Format the lines below as a JSON list of strings, one string per line, from the line containing "Where can you spot the red steel" through the last line, skipping blank lines. Leave out the pictures.
** Start of Exercise input **
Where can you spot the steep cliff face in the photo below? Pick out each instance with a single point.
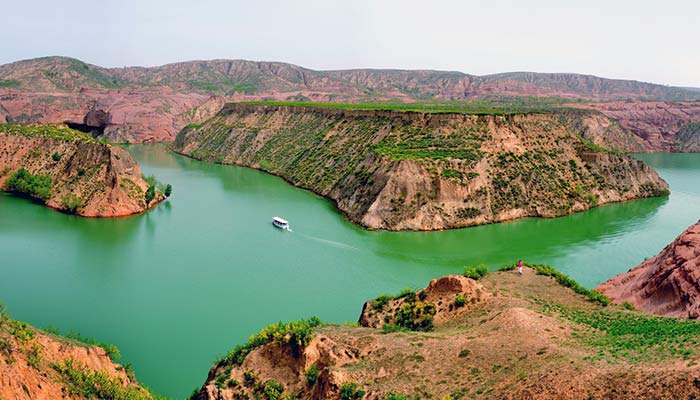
(68, 170)
(655, 123)
(35, 365)
(668, 284)
(506, 336)
(153, 104)
(423, 171)
(688, 139)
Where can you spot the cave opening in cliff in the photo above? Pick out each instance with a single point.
(95, 131)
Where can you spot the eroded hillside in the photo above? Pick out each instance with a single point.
(70, 171)
(505, 336)
(424, 171)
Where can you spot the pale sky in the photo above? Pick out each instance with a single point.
(646, 40)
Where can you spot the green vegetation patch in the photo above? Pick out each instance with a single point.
(80, 381)
(633, 336)
(408, 143)
(37, 186)
(564, 280)
(298, 334)
(57, 132)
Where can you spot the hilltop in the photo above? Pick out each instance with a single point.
(136, 104)
(428, 169)
(499, 336)
(70, 171)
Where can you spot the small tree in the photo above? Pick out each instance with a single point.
(150, 194)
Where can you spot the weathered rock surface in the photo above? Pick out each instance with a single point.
(105, 179)
(655, 123)
(424, 171)
(30, 363)
(505, 345)
(154, 104)
(668, 284)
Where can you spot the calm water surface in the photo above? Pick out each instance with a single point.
(184, 283)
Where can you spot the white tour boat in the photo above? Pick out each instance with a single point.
(280, 223)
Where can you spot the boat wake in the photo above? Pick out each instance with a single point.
(328, 242)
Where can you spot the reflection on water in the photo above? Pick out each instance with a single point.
(183, 283)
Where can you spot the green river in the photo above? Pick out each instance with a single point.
(184, 283)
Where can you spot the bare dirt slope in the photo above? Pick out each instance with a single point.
(35, 365)
(512, 337)
(424, 171)
(88, 178)
(668, 284)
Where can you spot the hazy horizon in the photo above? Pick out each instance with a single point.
(642, 41)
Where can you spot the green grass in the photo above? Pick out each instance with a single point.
(57, 132)
(562, 279)
(80, 381)
(481, 107)
(298, 334)
(37, 186)
(634, 336)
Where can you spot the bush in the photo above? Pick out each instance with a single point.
(150, 194)
(476, 271)
(311, 374)
(38, 186)
(564, 280)
(298, 334)
(70, 203)
(350, 391)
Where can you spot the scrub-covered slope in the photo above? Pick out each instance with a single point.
(505, 336)
(36, 365)
(396, 170)
(70, 171)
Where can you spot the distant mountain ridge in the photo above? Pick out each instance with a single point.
(68, 74)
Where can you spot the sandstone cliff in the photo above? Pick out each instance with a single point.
(668, 284)
(424, 171)
(70, 171)
(506, 336)
(153, 104)
(35, 365)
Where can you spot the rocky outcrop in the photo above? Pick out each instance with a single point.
(524, 337)
(655, 123)
(153, 104)
(424, 171)
(688, 139)
(85, 177)
(668, 284)
(35, 365)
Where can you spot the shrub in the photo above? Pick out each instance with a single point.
(38, 186)
(350, 391)
(380, 302)
(150, 194)
(476, 271)
(564, 280)
(70, 203)
(311, 374)
(298, 334)
(273, 390)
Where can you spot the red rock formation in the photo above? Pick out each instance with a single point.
(668, 284)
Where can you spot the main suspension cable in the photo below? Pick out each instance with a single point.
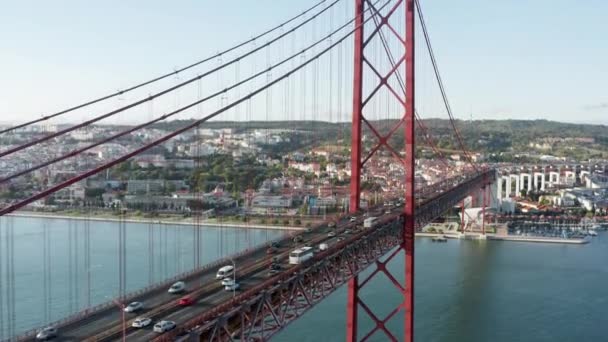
(158, 78)
(164, 92)
(161, 140)
(167, 115)
(441, 87)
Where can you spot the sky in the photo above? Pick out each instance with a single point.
(516, 59)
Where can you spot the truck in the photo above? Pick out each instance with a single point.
(369, 222)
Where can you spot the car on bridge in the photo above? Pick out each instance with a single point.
(224, 272)
(141, 322)
(46, 334)
(185, 301)
(164, 326)
(178, 287)
(134, 306)
(227, 281)
(232, 286)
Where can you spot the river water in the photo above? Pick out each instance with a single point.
(465, 290)
(478, 291)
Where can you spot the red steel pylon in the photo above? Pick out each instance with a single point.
(406, 99)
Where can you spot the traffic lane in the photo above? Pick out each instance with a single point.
(189, 312)
(260, 255)
(261, 266)
(115, 317)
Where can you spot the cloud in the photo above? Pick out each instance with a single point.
(601, 105)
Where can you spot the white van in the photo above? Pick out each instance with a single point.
(224, 272)
(178, 287)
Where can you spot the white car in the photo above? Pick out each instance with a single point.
(135, 306)
(178, 287)
(232, 287)
(46, 334)
(141, 322)
(227, 282)
(163, 326)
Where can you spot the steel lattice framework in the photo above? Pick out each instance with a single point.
(260, 312)
(406, 100)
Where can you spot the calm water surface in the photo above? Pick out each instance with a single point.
(465, 290)
(172, 248)
(477, 291)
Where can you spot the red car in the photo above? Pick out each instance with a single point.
(186, 301)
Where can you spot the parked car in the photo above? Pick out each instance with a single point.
(185, 301)
(134, 306)
(46, 334)
(141, 322)
(163, 326)
(178, 287)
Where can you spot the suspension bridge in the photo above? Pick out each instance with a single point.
(337, 61)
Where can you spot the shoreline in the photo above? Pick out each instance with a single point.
(183, 222)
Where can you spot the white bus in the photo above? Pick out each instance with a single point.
(298, 256)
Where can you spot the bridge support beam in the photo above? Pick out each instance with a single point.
(406, 98)
(352, 305)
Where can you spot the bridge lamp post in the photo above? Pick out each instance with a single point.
(233, 278)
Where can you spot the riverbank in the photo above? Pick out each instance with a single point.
(179, 222)
(535, 239)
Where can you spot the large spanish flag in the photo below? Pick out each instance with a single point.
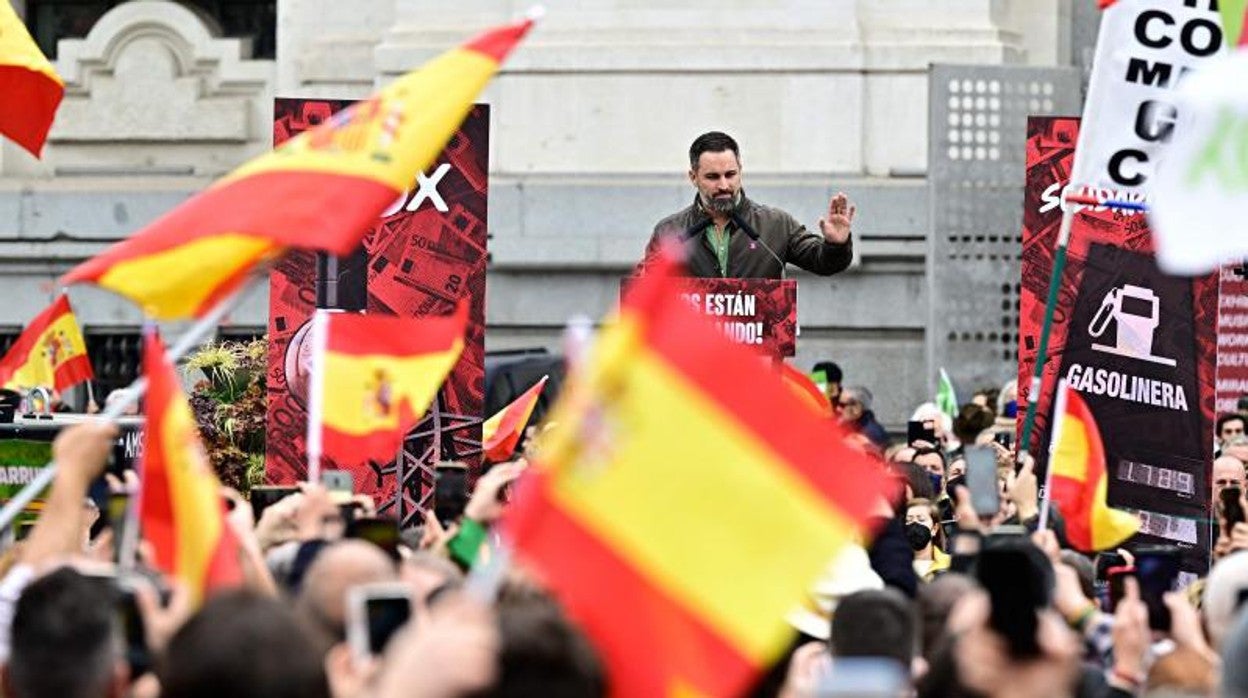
(503, 431)
(50, 352)
(323, 189)
(181, 512)
(687, 501)
(30, 90)
(1078, 481)
(373, 376)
** End of Exercise input **
Solution.
[
  "Where can you spot the red steel pylon in the photo above? Pick out each instance with a single point.",
  "(406, 99)",
  "Where can you spot the traffic lane in the photo above? Pick out each instance with a single point.",
  "(189, 312)",
  "(260, 255)",
  "(261, 266)",
  "(115, 317)",
  "Where can you spot the cloud in the photo above? Pick out each instance with a single point.",
  "(601, 105)",
  "Where can you spot the white van in the photo above? Pick out each instance with a single point.",
  "(224, 272)",
  "(178, 287)",
  "Where can you spot the white car in the photo above? Pick out each instance with a single point.",
  "(135, 306)",
  "(178, 287)",
  "(232, 287)",
  "(46, 334)",
  "(141, 322)",
  "(227, 282)",
  "(163, 326)",
  "Where can you spot the steel lattice framework in the photo above? Pick out each instance with a single point.",
  "(260, 312)",
  "(406, 100)",
  "Where can you spot the calm water surface in the photo above? Pick out each instance with a single point.",
  "(465, 290)",
  "(172, 248)",
  "(477, 291)",
  "Where can you spot the red car in the photo above? Pick out each instance with a single point.",
  "(186, 301)",
  "Where can you spot the parked car in the photo above? Pick out each instance with a single point.",
  "(185, 301)",
  "(134, 306)",
  "(46, 334)",
  "(141, 322)",
  "(163, 326)",
  "(178, 287)",
  "Where can you spot the suspension bridge in the photo above? Pick out each instance with a single point.",
  "(337, 61)",
  "Where can you spot the shoreline in the photo above? Pick out each instance with a single point.",
  "(183, 222)",
  "Where can you spot the white bus in the photo above? Pick out each instance with a single point.",
  "(298, 256)",
  "Where can you spot the bridge support beam in the photo above? Pick out each instance with a single point.",
  "(406, 98)",
  "(352, 305)",
  "Where can you spot the bridge lamp post in the photo above? Pick out each instance with a single point.",
  "(233, 278)",
  "Where can you spot the riverbank in the photo above? Pick out each instance with a single point.",
  "(179, 222)",
  "(535, 239)",
  "Where can you spot the large spanish flag in the photo below? Pick out each instance with a single point.",
  "(503, 431)",
  "(50, 352)",
  "(323, 189)",
  "(181, 512)",
  "(687, 501)",
  "(30, 90)",
  "(1078, 481)",
  "(373, 376)"
]